Page extract:
[start]

A number of factors have contributed to Vivo’s valuation of an Enterprise Value to EBITDA multiple of 4.5x. Many of these items are out of the control of management such as rising inflation, weak currency and cuts to mobile termination rates.  Our view assumes that the relative change in these factors will moderate but this is not an area of expertise and risk that investors should consider.  With that said, when a company’s EBITDA declines 10% there is likely to be a contraction in the multiple and vice versa when it returns to growth.  Wireless stocks in Brazil have historically had a difficult time commanding higher multiples but we think the return to growth along with positive industry growth/consolidation trends will result in an increase in the valuation multiple by 1.0x turn to 5.5x.  This type of growth could justify even higher multiples considering what investors are willing to pay for other telecom stocks throughout the world. Vivo also offers a dividend yield at 8-9%.

 

Consolidation speculation will persist in 2014

 

Possible consolidation in Brazil will continue to be a primary topic of discussion in 2014 no matter how many companies deny plans to sell, buy or merge.  The catalyst for change is Telefonica’s rising stake in Telecom Italia Group in Italy.  In fact, Cade, the anti-trust agency in Brazil, has voiced its concern with Telefonica’s planned increased stake in Telco, the controlling stakeholder of Telecom Italia. We believe this could be the early pretext for regulators to begin their examination of a possible a sale of TIM Brazil to a new entrant or to an existing operator in the market.  On Friday, Telefonica announced that its two executives would step off the Telecom Italia board in order to relieve some pressure from the regulators on their rising ownership in Telecom Italia.

[end]

Given entries:

[start]

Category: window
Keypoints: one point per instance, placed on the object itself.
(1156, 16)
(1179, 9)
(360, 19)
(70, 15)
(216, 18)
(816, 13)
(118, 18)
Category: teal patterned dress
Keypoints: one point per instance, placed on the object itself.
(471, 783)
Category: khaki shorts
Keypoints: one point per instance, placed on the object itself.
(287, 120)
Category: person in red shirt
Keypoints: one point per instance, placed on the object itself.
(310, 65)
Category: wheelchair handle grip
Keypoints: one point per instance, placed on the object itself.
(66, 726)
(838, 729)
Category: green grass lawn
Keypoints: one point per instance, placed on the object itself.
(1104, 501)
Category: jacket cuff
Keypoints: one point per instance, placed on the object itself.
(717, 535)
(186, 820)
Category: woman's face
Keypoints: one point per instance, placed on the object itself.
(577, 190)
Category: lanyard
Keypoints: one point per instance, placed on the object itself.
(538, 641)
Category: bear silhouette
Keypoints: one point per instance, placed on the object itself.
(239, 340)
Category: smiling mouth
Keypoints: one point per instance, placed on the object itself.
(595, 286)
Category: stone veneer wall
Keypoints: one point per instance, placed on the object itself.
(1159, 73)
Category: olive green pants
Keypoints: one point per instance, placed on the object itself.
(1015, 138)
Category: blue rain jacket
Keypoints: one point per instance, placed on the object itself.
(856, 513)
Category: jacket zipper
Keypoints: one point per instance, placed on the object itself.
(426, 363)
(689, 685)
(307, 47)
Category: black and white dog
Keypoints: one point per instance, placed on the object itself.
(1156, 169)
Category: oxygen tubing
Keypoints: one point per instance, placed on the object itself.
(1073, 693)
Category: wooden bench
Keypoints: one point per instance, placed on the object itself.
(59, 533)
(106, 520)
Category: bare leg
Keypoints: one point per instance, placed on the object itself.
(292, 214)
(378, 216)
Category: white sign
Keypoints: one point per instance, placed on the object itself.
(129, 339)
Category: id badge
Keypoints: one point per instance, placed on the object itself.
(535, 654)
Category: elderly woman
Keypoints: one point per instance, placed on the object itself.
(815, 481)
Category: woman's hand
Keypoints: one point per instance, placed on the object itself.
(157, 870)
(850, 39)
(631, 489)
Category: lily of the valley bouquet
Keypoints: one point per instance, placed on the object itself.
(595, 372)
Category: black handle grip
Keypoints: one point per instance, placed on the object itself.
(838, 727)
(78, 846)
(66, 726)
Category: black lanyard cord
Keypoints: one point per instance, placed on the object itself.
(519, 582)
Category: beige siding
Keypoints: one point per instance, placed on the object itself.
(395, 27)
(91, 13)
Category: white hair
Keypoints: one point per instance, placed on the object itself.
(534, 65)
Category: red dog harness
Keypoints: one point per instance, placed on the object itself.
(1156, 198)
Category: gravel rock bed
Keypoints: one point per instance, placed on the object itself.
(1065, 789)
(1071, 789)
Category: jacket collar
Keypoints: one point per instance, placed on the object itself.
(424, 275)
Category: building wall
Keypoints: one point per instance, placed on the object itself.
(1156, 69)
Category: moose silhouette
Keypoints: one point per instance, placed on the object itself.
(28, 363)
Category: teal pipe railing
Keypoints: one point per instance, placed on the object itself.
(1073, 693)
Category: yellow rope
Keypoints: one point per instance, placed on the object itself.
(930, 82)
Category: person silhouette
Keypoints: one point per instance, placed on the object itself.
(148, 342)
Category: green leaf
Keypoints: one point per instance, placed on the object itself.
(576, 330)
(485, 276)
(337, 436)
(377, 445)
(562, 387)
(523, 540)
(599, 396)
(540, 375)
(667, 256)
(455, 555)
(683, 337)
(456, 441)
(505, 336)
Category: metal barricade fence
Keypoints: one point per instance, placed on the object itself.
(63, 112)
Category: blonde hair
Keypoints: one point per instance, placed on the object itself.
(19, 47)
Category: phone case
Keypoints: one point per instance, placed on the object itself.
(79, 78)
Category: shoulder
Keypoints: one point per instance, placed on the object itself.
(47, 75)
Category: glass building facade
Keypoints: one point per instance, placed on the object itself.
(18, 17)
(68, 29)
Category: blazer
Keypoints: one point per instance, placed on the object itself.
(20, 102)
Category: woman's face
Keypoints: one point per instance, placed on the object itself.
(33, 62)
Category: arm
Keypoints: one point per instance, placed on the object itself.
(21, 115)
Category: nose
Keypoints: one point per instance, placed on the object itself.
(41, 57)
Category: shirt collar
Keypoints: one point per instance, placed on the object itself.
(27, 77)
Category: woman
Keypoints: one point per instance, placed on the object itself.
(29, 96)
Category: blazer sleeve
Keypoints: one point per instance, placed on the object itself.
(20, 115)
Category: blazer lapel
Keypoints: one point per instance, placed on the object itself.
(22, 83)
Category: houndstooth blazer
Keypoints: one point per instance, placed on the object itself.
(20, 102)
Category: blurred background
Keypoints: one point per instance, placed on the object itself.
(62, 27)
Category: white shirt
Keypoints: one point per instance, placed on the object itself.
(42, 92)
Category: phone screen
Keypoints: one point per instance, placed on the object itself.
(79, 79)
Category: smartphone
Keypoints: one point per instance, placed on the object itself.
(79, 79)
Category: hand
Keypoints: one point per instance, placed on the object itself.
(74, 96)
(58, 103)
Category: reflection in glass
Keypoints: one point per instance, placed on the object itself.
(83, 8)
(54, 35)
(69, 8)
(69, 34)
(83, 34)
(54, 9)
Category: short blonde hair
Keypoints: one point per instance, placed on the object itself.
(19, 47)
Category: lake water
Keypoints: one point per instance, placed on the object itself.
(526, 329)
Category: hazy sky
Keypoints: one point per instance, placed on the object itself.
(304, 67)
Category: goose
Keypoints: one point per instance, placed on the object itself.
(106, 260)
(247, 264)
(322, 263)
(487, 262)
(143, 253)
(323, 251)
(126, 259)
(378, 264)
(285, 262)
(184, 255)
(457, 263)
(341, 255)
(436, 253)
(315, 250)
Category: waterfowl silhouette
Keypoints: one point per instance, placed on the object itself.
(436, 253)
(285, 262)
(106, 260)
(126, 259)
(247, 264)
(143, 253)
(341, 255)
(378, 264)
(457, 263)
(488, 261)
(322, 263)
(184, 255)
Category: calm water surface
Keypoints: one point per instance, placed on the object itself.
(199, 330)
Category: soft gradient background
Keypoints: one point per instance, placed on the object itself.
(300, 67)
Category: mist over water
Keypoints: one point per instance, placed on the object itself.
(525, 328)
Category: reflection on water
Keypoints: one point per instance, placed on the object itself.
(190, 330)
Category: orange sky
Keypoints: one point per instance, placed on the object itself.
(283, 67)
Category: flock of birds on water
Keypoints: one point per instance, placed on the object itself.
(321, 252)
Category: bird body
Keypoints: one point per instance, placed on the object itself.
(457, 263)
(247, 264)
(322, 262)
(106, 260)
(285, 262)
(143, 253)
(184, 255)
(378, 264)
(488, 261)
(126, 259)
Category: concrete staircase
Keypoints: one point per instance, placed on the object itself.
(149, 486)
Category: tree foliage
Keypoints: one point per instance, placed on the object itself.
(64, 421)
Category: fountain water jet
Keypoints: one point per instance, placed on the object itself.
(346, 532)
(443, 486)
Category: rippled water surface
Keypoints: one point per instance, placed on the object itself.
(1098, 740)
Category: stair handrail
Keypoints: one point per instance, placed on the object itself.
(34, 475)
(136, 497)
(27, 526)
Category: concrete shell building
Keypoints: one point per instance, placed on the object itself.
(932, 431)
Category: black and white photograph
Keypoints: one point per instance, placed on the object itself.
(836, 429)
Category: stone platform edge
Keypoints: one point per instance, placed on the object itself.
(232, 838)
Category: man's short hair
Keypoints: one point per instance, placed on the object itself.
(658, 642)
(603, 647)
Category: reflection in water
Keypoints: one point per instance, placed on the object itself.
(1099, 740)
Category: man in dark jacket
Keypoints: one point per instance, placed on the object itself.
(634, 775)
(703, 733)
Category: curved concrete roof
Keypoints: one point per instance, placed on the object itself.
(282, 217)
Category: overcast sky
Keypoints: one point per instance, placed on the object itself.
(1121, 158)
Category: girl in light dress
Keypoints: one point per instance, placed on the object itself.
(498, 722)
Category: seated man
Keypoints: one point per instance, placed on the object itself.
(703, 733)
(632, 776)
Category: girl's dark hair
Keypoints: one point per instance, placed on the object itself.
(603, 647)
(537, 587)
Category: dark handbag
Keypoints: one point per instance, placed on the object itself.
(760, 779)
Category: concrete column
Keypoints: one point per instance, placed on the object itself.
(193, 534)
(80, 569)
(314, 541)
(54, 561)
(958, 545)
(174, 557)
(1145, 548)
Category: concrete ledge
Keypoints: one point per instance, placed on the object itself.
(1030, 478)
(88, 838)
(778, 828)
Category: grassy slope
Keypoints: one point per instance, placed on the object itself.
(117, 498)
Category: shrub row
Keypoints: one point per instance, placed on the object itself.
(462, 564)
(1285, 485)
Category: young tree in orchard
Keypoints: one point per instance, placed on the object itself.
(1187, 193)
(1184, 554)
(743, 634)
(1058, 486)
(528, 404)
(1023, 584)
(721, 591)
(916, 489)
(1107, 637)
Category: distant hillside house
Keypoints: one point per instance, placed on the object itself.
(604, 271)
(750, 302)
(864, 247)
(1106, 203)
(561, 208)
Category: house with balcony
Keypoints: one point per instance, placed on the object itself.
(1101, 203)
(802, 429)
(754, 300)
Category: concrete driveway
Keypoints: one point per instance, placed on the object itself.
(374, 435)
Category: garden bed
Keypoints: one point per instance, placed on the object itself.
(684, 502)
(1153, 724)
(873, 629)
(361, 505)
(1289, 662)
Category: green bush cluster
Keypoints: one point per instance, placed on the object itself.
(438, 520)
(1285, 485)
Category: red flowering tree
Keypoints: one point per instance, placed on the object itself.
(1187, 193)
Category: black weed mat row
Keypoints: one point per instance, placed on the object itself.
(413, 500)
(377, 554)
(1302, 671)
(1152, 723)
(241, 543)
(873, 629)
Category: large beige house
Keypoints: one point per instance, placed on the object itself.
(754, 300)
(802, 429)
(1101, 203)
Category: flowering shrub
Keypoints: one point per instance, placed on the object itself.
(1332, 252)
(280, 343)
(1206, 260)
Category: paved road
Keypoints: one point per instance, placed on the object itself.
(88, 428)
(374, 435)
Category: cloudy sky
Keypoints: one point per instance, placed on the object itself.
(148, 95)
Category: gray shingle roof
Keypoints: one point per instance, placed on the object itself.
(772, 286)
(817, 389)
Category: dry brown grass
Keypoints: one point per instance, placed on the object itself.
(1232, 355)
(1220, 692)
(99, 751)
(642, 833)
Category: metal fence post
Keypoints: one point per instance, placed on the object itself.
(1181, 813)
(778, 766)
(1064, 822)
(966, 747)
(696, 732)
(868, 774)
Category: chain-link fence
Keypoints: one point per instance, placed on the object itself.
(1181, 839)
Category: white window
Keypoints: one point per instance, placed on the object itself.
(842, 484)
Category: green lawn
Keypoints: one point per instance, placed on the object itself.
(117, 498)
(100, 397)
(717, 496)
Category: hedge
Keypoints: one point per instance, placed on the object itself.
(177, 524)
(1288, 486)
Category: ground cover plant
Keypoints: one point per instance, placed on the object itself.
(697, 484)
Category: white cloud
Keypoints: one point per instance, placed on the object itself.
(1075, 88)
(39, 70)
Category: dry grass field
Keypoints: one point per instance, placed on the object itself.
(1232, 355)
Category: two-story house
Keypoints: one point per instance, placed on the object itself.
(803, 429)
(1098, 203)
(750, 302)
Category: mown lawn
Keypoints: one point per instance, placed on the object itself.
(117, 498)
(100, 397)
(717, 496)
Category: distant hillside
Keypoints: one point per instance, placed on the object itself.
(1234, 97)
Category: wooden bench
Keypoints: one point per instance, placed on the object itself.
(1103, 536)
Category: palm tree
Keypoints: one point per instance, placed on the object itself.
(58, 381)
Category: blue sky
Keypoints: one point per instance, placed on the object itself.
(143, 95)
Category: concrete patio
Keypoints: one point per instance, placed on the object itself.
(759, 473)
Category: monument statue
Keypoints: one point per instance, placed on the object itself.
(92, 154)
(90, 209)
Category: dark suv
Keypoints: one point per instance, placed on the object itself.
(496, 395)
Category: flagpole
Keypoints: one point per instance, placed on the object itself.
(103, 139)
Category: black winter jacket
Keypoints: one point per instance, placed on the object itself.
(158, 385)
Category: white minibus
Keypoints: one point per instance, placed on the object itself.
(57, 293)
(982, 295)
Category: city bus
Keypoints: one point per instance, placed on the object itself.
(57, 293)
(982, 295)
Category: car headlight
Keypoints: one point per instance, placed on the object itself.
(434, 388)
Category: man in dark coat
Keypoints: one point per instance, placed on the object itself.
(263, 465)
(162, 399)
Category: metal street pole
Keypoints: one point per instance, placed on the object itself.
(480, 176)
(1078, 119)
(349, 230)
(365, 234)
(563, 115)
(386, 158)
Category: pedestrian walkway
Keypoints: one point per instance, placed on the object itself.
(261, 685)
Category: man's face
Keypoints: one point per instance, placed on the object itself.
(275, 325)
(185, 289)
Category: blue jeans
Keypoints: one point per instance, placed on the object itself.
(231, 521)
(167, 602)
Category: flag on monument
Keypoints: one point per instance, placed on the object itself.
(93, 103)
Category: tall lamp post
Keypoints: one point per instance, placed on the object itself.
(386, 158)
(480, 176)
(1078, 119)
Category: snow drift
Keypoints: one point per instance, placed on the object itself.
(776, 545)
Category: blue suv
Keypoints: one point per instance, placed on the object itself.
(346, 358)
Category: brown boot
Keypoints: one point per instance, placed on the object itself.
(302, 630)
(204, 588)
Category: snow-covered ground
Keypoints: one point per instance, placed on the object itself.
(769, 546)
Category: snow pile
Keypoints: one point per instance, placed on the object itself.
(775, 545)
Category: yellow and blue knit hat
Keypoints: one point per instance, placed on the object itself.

[end]

Instructions:
A. Return the stretch of the Brazil telecom excerpt from "Consolidation speculation will" through "in Telecom Italia.", copied word for word.
B. Answer these questions from the Brazil telecom excerpt above, not from the listing:
(i) What Enterprise Value to EBITDA multiple is Vivo valued at?
(ii) Which agency voiced concern about Telefonica's planned increased stake in Telco?
(iii) What did Telefonica announce on Friday?
C. Please extend the Brazil telecom excerpt above, picking up after its final sentence about Telefonica's executives leaving the Telecom Italia board.

Final answers:
A.
Consolidation speculation will persist in 2014

 

Possible consolidation in Brazil will continue to be a primary topic of discussion in 2014 no matter how many companies deny plans to sell, buy or merge.  The catalyst for change is Telefonica’s rising stake in Telecom Italia Group in Italy.  In fact, Cade, the anti-trust agency in Brazil, has voiced its concern with Telefonica’s planned increased stake in Telco, the controlling stakeholder of Telecom Italia. We believe this could be the early pretext for regulators to begin their examination of a possible a sale of TIM Brazil to a new entrant or to an existing operator in the market.  On Friday, Telefonica announced that its two executives would step off the Telecom Italia board in order to relieve some pressure from the regulators on their rising ownership in Telecom Italia.

B.
(i) 4.5x
(ii) Cade, the anti-trust agency in Brazil
(iii) That its two executives would step off the Telecom Italia board

C.
 

TSU Nov 2013 Pres Competition Upgrade Vivo to Buy With $24 PT On Wireless Data Growth In Brazil

 

The contraction of wireless operators is a global trend

 

The global wireless industry still offers wireless data growth but the maturation of subscriber growth, decline in fixed line services and cuts to mobile termination rates combined with a low interest rate environment will likely lead to further consolidation around the world.  We believe regulators are increasingly open to consolidation particularly if they can point to increased investment in fiber and LTE if these deals are approved.  We also think it will be increasingly important to aggregate spectrum for LTE networks with incumbent operators that can leverage their existing wireless networks.  It makes little sense for a new entrant to construct a new network and it’s foolish for regulators to expect to draw this type of interest.

 

E-Plus is a milestone deal

 

The move to global consolidation will not be a smooth one.  There are likely to be notable approvals and rejections of market consolidating transactions that will occur along the way but investors will look for sign posts.  In the United States, the DOJ reached a settlement that would enable the airline industry to consolidate to 3 from 4 which many wireless investors have viewed as a good sign for a future Sprint/T-Mobile deal.  Investors have turned their focus to Germany, where Telefonica Deutschland is trying to purchase E-Plus, the third wireless operator.  Consolidation has occurred in other markets, but E-Plus is not exactly in a desperate situation with 22% subscriber market share.  Germany is also relatively healthy market and smartphone penetration is still low at ~39%.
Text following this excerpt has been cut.